[start Record set]

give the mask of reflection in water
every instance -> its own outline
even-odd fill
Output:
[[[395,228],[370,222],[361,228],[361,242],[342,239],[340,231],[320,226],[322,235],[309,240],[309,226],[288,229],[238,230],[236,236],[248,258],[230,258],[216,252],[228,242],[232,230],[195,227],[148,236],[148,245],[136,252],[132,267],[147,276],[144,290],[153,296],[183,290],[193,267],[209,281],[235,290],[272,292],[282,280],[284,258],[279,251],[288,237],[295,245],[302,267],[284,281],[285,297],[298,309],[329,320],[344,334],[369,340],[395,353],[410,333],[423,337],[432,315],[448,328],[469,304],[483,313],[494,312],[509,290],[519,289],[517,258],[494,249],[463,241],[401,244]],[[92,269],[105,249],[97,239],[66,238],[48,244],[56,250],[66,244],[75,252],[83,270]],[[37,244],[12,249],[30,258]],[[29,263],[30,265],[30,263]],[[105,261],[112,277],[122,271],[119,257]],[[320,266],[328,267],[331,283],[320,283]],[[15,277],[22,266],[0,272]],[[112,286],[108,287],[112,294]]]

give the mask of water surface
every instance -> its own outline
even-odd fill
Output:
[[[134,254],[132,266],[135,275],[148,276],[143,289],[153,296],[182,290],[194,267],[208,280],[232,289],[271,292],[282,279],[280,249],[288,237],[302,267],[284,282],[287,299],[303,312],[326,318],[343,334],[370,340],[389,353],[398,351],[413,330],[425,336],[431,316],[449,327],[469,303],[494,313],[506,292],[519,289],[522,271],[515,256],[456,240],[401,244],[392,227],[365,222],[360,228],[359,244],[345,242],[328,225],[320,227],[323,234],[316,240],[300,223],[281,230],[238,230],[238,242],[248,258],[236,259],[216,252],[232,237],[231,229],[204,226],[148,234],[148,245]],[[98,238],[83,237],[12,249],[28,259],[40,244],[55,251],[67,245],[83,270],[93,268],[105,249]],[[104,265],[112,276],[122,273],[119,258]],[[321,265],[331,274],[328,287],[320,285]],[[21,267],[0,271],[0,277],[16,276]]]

[end Record set]

Copy the records again with every "even-odd fill" swapped for "nonzero fill", leaving everything else the same.

▸ **Exercise output**:
give the mask of reflection in water
every instance -> its own outline
nonzero fill
Output:
[[[395,228],[370,222],[361,228],[361,242],[342,239],[340,231],[320,226],[322,235],[309,240],[309,226],[288,229],[238,230],[236,236],[248,258],[230,258],[216,252],[228,242],[232,230],[195,227],[148,236],[148,245],[136,252],[132,267],[147,276],[144,290],[153,296],[183,290],[193,267],[209,281],[235,290],[272,292],[282,280],[284,258],[279,251],[288,237],[295,245],[302,267],[284,281],[285,297],[298,309],[329,320],[344,334],[369,340],[395,353],[410,333],[423,337],[432,315],[448,328],[469,304],[483,313],[494,312],[509,290],[519,289],[517,258],[494,249],[463,241],[401,244]],[[92,269],[105,249],[97,239],[66,238],[48,244],[56,250],[66,244],[75,252],[83,270]],[[37,244],[12,249],[30,258]],[[29,263],[30,265],[30,263]],[[105,261],[112,277],[122,271],[119,257]],[[320,266],[328,267],[331,283],[320,283]],[[15,277],[22,266],[0,272]],[[112,286],[108,287],[112,294]]]

give the mask of water surface
every instance -> its own outline
nonzero fill
Output:
[[[134,254],[132,266],[135,275],[148,276],[143,289],[153,296],[182,290],[194,267],[208,280],[232,289],[271,292],[282,279],[280,249],[288,237],[302,267],[284,282],[287,299],[303,312],[326,318],[343,334],[370,340],[389,353],[398,351],[413,330],[425,336],[431,316],[449,327],[469,303],[494,313],[506,292],[519,289],[522,271],[515,256],[456,240],[401,244],[392,227],[365,222],[360,228],[359,244],[345,242],[328,225],[320,227],[323,234],[316,240],[300,223],[281,230],[238,230],[238,242],[248,258],[236,259],[216,252],[232,237],[231,229],[204,226],[148,234],[148,245]],[[98,238],[83,237],[12,249],[28,259],[40,244],[55,251],[67,245],[83,270],[93,268],[105,249]],[[104,265],[112,276],[122,273],[119,258]],[[321,265],[331,274],[328,287],[320,285]],[[21,267],[0,271],[0,277],[16,276]]]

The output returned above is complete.